* [Work request] Give back every record below precisely as written.

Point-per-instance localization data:
┄┄┄┄┄┄

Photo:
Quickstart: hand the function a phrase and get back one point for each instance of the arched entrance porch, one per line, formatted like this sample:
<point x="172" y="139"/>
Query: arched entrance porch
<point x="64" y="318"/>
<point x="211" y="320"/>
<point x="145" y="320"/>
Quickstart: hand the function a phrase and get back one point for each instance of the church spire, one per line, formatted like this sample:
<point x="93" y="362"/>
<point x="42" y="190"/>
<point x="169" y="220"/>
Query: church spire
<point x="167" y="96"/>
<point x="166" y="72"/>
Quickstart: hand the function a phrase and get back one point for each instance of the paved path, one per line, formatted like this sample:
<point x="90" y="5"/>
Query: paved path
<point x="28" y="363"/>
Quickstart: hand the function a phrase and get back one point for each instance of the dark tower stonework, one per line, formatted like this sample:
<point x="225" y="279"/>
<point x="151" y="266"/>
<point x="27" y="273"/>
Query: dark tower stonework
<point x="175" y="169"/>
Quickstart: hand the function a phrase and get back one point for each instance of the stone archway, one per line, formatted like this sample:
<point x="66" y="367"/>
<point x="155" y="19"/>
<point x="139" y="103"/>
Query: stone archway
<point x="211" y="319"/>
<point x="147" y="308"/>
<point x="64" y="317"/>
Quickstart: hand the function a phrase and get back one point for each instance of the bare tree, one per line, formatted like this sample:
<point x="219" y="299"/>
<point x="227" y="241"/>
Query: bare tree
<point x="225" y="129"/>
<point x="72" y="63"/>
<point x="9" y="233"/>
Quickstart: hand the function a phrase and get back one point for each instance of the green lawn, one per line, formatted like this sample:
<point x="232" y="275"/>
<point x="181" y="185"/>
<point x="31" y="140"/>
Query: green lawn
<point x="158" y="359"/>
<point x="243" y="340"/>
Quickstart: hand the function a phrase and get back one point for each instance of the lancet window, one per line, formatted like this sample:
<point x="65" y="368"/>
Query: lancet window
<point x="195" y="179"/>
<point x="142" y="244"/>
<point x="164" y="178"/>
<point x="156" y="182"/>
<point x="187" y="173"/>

┄┄┄┄┄┄

* [Written answer]
Photo:
Quickstart: hand the function a phrase and get back one point for each instance of the arched entrance porch, one per line, formatted like this sample:
<point x="172" y="139"/>
Query: arched entrance porch
<point x="64" y="318"/>
<point x="211" y="320"/>
<point x="145" y="320"/>
Quickstart: hand the function a phrase and get back one point for each instance of the church spire, one per line, formatted like this sample:
<point x="93" y="362"/>
<point x="42" y="190"/>
<point x="169" y="220"/>
Query: church spire
<point x="167" y="96"/>
<point x="166" y="72"/>
Quickstart: hand the function a phrase and get back one point for each instance of the paved path, one per line, formatted like this sample:
<point x="90" y="5"/>
Query: paved path
<point x="28" y="363"/>
Quickstart: hand the function a phrase and get back one point for each instance of the dark tower stonework, one per line, formatted like this sample:
<point x="225" y="279"/>
<point x="151" y="266"/>
<point x="27" y="273"/>
Query: dark tower stonework
<point x="175" y="169"/>
Quickstart: hand the function a phrase and get back one point for each instance of the stone archway, one per line, formatted like this sample:
<point x="66" y="367"/>
<point x="155" y="19"/>
<point x="139" y="103"/>
Query: stone archway
<point x="211" y="319"/>
<point x="147" y="308"/>
<point x="64" y="317"/>
Quickstart: hand the function a phrase and get back one point for each instance of the bare tree, one per line, formatted like this sample:
<point x="219" y="299"/>
<point x="227" y="241"/>
Query: bare tree
<point x="225" y="129"/>
<point x="72" y="63"/>
<point x="9" y="233"/>
Quickstart: hand the function a phrase and get back one point for each instance of the green lawn, one per line, formatted like this sample:
<point x="232" y="275"/>
<point x="181" y="185"/>
<point x="31" y="140"/>
Query: green lawn
<point x="158" y="359"/>
<point x="243" y="340"/>
Quickstart: hand the function a phrase and get back one point for each instance of the lancet window, one per line, formatted like this sample:
<point x="65" y="368"/>
Query: lancet window
<point x="195" y="179"/>
<point x="142" y="244"/>
<point x="164" y="178"/>
<point x="156" y="182"/>
<point x="187" y="173"/>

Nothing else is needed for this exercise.